LES POINTS MARQUANTS
  • Les milliers d'intervenants du marché carbone, réunis récemment en Espagne, ont appelé au développement des instruments financiers destinés à lutter contre le changement climatique.
  • La Banque vient de publier l'édition 2011 de son rapport État et tendances du marché du carbone.
  • Les pays émergents adoptent des mesures de riposte aux changements climatiques ; huit dons sont annoncés pour contribuer à la mise en œuvre d'instruments d'échange des émissions carbone.

Alors que l'évolution du climat continue de contrarier les efforts engagés dans le monde pour réduire la pauvreté, le marché du carbone commence à prendre une place importante dans l'action menée pour atténuer le changement climatique. Or, comme l’ont souligné les participants à Carbon Expo, la semaine dernière à Barcelone (Espagne), il faut mettre en place une gamme complète d'initiatives et d'instruments financiers pour pouvoir relever le défi croissant que représente le changement climatique.

* [Exercices]
[a] Résumez s'il vous plaît le paragraphe de l'extrait sur le marché du carbone qui commence par « Alors que l'évolution du climat », en gardant ses faits principaux.
[b] Filtrez les enregistrements pour ne garder que les lignes contenant la chaîne "chair", en tenant compte de la casse.
Le texte et les enregistrements n'ont aucun rapport entre eux.

* [Données fournies]
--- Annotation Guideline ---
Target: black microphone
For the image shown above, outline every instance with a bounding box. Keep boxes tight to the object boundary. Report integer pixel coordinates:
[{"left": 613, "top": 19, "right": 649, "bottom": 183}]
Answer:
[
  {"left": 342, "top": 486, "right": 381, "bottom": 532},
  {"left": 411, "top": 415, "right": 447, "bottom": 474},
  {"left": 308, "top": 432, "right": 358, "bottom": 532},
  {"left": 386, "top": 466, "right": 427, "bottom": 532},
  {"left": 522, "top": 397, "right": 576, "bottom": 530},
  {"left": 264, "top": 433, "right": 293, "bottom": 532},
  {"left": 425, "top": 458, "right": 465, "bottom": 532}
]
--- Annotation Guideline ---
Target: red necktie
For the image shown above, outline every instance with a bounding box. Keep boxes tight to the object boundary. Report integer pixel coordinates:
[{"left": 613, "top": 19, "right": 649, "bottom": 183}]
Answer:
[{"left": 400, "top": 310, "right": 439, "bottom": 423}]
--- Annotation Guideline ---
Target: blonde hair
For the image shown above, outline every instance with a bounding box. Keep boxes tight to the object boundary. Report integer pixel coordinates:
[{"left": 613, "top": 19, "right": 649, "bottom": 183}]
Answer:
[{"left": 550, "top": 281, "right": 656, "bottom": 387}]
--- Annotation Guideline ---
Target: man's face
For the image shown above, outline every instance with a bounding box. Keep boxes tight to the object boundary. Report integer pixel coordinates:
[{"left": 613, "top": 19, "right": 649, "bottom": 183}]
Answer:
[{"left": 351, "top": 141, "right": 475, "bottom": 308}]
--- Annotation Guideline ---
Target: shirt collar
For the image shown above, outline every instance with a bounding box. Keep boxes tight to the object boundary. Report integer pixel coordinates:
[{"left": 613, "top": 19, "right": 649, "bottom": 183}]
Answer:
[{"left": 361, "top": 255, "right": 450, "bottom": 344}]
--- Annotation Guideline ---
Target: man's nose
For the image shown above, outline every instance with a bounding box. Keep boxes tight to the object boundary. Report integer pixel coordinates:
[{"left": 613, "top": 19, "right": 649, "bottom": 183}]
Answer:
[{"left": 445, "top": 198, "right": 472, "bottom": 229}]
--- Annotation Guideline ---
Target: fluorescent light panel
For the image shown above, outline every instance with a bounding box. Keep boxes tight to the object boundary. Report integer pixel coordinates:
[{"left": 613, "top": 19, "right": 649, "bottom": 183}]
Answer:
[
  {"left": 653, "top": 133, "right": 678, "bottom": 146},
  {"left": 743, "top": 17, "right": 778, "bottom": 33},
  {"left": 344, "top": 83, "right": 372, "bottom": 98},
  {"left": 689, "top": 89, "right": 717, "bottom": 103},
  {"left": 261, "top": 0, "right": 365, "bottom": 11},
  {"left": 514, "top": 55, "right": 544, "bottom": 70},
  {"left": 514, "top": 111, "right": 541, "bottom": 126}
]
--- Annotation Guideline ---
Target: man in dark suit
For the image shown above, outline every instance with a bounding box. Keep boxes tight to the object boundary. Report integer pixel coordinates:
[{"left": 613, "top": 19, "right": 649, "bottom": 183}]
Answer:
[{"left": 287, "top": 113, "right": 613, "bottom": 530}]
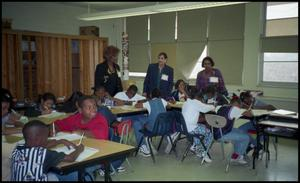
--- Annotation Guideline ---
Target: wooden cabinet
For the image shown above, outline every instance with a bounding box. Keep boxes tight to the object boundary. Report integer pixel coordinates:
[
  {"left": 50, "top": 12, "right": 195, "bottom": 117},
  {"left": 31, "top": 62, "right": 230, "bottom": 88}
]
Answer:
[{"left": 2, "top": 30, "right": 108, "bottom": 100}]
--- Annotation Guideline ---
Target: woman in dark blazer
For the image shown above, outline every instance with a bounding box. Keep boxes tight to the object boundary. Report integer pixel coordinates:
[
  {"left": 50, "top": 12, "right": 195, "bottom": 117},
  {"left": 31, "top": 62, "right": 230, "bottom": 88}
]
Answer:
[
  {"left": 94, "top": 46, "right": 123, "bottom": 96},
  {"left": 143, "top": 52, "right": 174, "bottom": 99}
]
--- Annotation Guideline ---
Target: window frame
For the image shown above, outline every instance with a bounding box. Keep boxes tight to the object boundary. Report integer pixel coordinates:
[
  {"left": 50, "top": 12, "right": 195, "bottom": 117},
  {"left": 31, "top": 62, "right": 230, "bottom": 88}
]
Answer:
[{"left": 258, "top": 2, "right": 299, "bottom": 89}]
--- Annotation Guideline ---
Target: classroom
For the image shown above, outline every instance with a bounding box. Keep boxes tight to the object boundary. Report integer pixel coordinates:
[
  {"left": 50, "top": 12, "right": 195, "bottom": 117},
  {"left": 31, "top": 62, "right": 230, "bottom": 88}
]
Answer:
[{"left": 1, "top": 1, "right": 299, "bottom": 181}]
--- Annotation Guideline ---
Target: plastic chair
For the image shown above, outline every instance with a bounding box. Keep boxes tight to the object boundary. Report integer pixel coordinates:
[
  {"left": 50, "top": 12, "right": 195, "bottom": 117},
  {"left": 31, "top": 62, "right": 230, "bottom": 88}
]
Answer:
[
  {"left": 110, "top": 120, "right": 133, "bottom": 173},
  {"left": 205, "top": 114, "right": 232, "bottom": 172},
  {"left": 135, "top": 111, "right": 181, "bottom": 163}
]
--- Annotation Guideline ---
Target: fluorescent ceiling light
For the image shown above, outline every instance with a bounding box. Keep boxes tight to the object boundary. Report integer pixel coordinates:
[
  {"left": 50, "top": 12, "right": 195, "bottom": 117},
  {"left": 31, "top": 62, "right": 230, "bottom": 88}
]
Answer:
[{"left": 78, "top": 2, "right": 246, "bottom": 21}]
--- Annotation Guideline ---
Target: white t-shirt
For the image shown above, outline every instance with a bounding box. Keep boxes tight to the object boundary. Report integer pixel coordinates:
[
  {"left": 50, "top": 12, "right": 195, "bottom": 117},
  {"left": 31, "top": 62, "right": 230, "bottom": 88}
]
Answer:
[
  {"left": 143, "top": 98, "right": 168, "bottom": 114},
  {"left": 182, "top": 98, "right": 215, "bottom": 132},
  {"left": 114, "top": 91, "right": 146, "bottom": 101},
  {"left": 216, "top": 106, "right": 245, "bottom": 120}
]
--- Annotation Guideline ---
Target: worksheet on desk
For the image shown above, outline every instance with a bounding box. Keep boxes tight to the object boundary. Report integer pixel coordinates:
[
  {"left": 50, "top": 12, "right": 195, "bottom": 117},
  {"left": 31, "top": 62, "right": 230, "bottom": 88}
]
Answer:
[
  {"left": 272, "top": 109, "right": 296, "bottom": 115},
  {"left": 48, "top": 132, "right": 85, "bottom": 141},
  {"left": 53, "top": 146, "right": 99, "bottom": 162}
]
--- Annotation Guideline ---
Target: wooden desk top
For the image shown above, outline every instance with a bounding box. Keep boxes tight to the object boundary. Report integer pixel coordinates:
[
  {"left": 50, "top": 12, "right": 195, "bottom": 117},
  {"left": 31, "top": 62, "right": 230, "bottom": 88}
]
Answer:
[
  {"left": 258, "top": 120, "right": 298, "bottom": 129},
  {"left": 58, "top": 138, "right": 136, "bottom": 169}
]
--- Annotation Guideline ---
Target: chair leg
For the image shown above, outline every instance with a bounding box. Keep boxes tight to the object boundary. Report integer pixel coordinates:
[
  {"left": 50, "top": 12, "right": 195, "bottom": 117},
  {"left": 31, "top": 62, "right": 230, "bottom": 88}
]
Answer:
[
  {"left": 157, "top": 135, "right": 164, "bottom": 151},
  {"left": 181, "top": 143, "right": 192, "bottom": 162},
  {"left": 135, "top": 136, "right": 144, "bottom": 156},
  {"left": 126, "top": 157, "right": 134, "bottom": 172},
  {"left": 146, "top": 137, "right": 155, "bottom": 163},
  {"left": 273, "top": 136, "right": 278, "bottom": 160}
]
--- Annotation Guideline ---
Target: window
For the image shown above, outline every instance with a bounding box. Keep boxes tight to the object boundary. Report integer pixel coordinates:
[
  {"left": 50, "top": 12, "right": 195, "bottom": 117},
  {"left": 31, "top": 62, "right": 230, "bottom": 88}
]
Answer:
[
  {"left": 263, "top": 52, "right": 298, "bottom": 83},
  {"left": 265, "top": 2, "right": 298, "bottom": 37},
  {"left": 261, "top": 2, "right": 298, "bottom": 86},
  {"left": 189, "top": 45, "right": 207, "bottom": 79}
]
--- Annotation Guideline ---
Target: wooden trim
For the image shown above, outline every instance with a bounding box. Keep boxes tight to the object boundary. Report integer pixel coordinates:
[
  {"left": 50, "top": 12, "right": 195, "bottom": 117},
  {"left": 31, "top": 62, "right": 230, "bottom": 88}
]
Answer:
[{"left": 2, "top": 29, "right": 108, "bottom": 41}]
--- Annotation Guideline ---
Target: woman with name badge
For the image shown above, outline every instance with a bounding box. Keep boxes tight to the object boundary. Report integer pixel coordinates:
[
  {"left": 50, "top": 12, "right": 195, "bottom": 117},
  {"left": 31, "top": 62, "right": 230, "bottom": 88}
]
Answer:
[{"left": 196, "top": 57, "right": 228, "bottom": 96}]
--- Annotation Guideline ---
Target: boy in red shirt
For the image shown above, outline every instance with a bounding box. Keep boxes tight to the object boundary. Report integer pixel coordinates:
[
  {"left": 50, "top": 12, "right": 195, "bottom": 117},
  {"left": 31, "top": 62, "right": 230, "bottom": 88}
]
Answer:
[{"left": 50, "top": 96, "right": 125, "bottom": 177}]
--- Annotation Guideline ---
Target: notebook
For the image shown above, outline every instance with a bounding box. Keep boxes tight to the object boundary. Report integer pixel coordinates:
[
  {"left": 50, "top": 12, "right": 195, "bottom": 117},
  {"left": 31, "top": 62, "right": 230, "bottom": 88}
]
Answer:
[{"left": 53, "top": 146, "right": 99, "bottom": 162}]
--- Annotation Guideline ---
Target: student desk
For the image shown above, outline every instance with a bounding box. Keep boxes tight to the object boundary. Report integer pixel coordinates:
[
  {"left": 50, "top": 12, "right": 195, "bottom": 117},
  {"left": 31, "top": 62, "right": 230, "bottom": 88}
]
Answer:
[
  {"left": 57, "top": 138, "right": 136, "bottom": 181},
  {"left": 258, "top": 114, "right": 299, "bottom": 168}
]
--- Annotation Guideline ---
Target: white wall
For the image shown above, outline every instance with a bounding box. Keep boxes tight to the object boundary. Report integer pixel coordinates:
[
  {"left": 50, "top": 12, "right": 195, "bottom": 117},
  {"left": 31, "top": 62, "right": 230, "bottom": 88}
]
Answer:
[{"left": 2, "top": 2, "right": 298, "bottom": 111}]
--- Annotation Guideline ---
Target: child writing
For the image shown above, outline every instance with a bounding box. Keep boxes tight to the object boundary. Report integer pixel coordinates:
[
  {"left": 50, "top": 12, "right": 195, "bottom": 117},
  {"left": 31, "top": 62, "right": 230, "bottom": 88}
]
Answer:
[
  {"left": 182, "top": 89, "right": 215, "bottom": 163},
  {"left": 11, "top": 120, "right": 84, "bottom": 181},
  {"left": 214, "top": 98, "right": 252, "bottom": 164},
  {"left": 25, "top": 92, "right": 56, "bottom": 117},
  {"left": 133, "top": 88, "right": 168, "bottom": 157},
  {"left": 50, "top": 96, "right": 125, "bottom": 175}
]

* [Corrigés]
[a] L'évolution du climat continue de freiner la lutte mondiale contre la pauvreté, et le marché du carbone prend une place importante dans l'atténuation du changement climatique. Les participants à Carbon Expo, la semaine dernière à Barcelone, ont toutefois souligné qu'une gamme complète d'initiatives et d'instruments financiers est nécessaire pour relever ce défi croissant.

[b]
Target: plastic chair
Target: chair leg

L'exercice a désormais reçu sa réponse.